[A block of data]

BEGIN

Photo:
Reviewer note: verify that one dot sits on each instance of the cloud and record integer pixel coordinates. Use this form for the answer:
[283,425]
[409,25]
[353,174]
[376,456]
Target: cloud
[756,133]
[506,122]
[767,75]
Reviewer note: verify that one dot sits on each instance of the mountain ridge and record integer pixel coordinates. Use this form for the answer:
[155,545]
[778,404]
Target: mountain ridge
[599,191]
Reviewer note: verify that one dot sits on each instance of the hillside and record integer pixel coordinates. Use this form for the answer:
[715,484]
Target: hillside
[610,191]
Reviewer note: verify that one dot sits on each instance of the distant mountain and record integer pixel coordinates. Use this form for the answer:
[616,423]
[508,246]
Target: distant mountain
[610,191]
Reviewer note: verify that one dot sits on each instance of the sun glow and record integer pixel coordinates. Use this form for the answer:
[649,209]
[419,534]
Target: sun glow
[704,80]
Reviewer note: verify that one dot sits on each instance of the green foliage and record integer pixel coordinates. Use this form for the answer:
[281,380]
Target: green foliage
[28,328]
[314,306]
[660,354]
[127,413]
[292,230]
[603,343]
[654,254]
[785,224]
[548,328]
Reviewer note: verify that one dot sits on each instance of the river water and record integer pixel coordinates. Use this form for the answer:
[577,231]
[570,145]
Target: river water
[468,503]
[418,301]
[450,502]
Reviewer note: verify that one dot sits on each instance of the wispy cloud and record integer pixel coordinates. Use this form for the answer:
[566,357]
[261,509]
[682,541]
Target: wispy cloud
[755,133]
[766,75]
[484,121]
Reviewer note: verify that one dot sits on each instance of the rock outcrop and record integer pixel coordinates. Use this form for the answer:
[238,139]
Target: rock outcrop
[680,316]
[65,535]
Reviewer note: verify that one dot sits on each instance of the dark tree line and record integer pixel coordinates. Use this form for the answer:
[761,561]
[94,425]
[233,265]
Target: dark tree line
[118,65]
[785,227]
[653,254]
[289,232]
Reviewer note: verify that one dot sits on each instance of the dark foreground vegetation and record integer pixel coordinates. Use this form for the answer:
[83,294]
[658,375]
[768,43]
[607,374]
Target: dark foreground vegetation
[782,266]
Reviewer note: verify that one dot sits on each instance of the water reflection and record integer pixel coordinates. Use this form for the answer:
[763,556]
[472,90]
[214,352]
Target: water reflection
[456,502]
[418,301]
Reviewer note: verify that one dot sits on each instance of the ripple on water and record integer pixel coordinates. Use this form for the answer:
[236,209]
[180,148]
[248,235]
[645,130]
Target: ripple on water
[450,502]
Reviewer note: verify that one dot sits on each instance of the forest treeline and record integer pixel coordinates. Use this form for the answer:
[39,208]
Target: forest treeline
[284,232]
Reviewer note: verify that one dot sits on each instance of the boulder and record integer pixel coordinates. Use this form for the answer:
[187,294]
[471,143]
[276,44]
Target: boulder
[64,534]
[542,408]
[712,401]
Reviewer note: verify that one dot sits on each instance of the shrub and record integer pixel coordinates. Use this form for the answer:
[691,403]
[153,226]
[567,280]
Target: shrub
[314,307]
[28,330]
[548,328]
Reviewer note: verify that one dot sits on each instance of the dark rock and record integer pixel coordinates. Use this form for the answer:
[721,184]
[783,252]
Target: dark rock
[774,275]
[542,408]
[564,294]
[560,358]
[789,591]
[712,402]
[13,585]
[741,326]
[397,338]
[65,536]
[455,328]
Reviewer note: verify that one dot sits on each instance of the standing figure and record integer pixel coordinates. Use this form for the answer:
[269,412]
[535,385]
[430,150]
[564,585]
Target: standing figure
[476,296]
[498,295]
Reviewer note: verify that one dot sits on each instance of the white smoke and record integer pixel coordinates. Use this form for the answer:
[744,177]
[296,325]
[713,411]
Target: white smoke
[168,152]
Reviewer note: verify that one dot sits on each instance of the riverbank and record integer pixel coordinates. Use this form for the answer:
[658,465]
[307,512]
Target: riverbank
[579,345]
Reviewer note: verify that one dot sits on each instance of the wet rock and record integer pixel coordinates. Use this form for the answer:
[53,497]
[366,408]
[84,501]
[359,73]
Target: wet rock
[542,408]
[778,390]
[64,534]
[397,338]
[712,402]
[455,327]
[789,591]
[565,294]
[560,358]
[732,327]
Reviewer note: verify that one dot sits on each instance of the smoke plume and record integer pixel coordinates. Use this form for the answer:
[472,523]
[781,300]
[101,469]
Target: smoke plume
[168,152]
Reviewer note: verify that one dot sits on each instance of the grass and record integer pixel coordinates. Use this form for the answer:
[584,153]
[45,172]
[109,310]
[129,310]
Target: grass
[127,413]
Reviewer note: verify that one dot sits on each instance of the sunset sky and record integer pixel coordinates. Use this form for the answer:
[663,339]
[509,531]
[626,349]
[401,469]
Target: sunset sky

END

### TASK REQUIREMENTS
Return each entry from the material above exactly as it appears.

### EXPECTED ANSWER
Photo:
Reviewer note: verify that one dot sits on each instance of the cloud and record integer pixel coordinates. Use this form for the answer:
[283,425]
[409,25]
[353,174]
[376,456]
Target: cloud
[756,133]
[506,122]
[767,75]
Reviewer note: verify that one dot sits on each instance of the mountain ridge and record integer pixel coordinates. Use this form for the answer:
[155,545]
[778,404]
Target: mountain ridge
[599,191]
Reviewer note: verify that one dot sits on each instance of the hillside and record integer pixel coordinates. Use this form for the answer:
[715,484]
Target: hillside
[610,191]
Reviewer note: verify that one dot sits on each instance of the distant mountain and record integer pixel coordinates. Use this form for the answer:
[616,423]
[508,246]
Target: distant mountain
[610,191]
Reviewer note: verify that one dot sits on each instance of the sun glow and record integer pixel coordinates. Use this form for the answer:
[649,209]
[419,534]
Target: sun glow
[704,80]
Reviewer note: verify that one dot sits on each instance of the green foliage and record integer pixel coordinates. Use this form for the answer:
[281,380]
Target: green foliage
[28,328]
[314,306]
[660,354]
[127,413]
[292,230]
[603,343]
[654,254]
[785,224]
[548,328]
Reviewer note: verify that one dot sits on each instance of the river water and record integer pixel coordinates. Use this form for the answer:
[577,231]
[570,145]
Target: river water
[468,503]
[418,301]
[450,502]
Reviewer note: verify that one dot sits on each instance of the wispy cloud and record integer pixel coordinates. Use this form for the answer:
[566,357]
[261,509]
[682,541]
Target: wispy cloud
[755,133]
[766,75]
[484,121]
Reviewer note: verify that one dot sits on each instance of the rock outcrop and record integer pixel coordinates. Use this form for the answer:
[238,139]
Target: rock outcrop
[680,316]
[65,535]
Reviewer note: verify that one dot sits on each instance of the dark tree line and record integer pixel coordinates. Use this form for the answer:
[761,561]
[94,425]
[233,265]
Target: dark tree line
[118,65]
[785,227]
[653,254]
[289,232]
Reviewer note: verify that one dot sits on each instance of the dark foreground vegetation and record integer pixel coordinates. Use this form for the answer:
[83,294]
[658,375]
[768,43]
[607,374]
Target: dark foreground vegetation
[782,266]
Reviewer note: verify that one dot sits on each instance of the water reflection and record integer pixel coordinates. Use this form for the answer:
[763,556]
[472,90]
[214,352]
Target: water reflection
[456,502]
[418,301]
Reviewer note: verify that one dot sits on each instance of the ripple on water and record integer pixel coordinates. Use this form for the answer:
[236,209]
[180,148]
[248,235]
[645,130]
Target: ripple on water
[450,502]
Reviewer note: verify that one dot sits on each instance of the forest treeline and record integer pixel coordinates. Use this form for the answer:
[39,208]
Target: forest treeline
[284,232]
Reviewer note: verify that one dot sits on each instance of the boulder and record integer pixel coordinates. Use this form for the answer:
[187,294]
[471,143]
[276,44]
Target: boulder
[64,534]
[542,408]
[712,401]
Reviewer note: verify that one dot sits on each instance of the shrub and record integer pixel coordinates. Use this form for the answer:
[691,403]
[153,226]
[567,280]
Target: shrub
[314,307]
[28,330]
[548,328]
Reviewer note: verify that one dot sits on each instance of the dark rock and record integer pixel coordinates. Use this form for the answer:
[721,184]
[783,252]
Target: dark rock
[774,275]
[542,408]
[564,294]
[560,358]
[789,591]
[712,402]
[13,585]
[741,326]
[397,338]
[65,536]
[455,328]
Reviewer note: verify that one dot sits on each instance of the standing figure and record integer pixel coordinates. Use this form for the answer:
[269,412]
[535,385]
[430,150]
[564,585]
Target: standing figure
[476,296]
[498,295]
Reviewer note: verify that one dot sits on each instance of the white smoke and record integer pixel coordinates. Use this form for the answer:
[744,177]
[296,325]
[713,411]
Target: white smoke
[168,152]
Reviewer note: verify that one dot sits on each instance of the riverbank and record integer pixel coordinates. Use this form for the answer:
[658,465]
[307,512]
Target: riverbank
[579,345]
Reviewer note: verify that one dot sits on each instance of the wet rock and record integer pixel coordinates. Use this form for the answer:
[53,497]
[366,408]
[84,501]
[359,73]
Target: wet rock
[542,408]
[778,390]
[64,534]
[397,338]
[712,402]
[455,327]
[789,591]
[565,294]
[560,358]
[732,327]
Reviewer note: verify that one dot sits on each instance of the smoke plume and record integer pixel coordinates. Use this form for the answer:
[472,523]
[781,300]
[101,469]
Target: smoke plume
[168,152]
Reviewer note: verify that one dot sits on each instance of the grass and record integer pixel coordinates. Use this form for the answer:
[584,153]
[45,172]
[109,310]
[129,310]
Target: grass
[127,413]
Reviewer note: verify that one dot sits on each instance of the sunset sky and record integer pixel coordinates. Use this form for the answer:
[663,339]
[509,531]
[626,349]
[401,469]
Target: sunset sky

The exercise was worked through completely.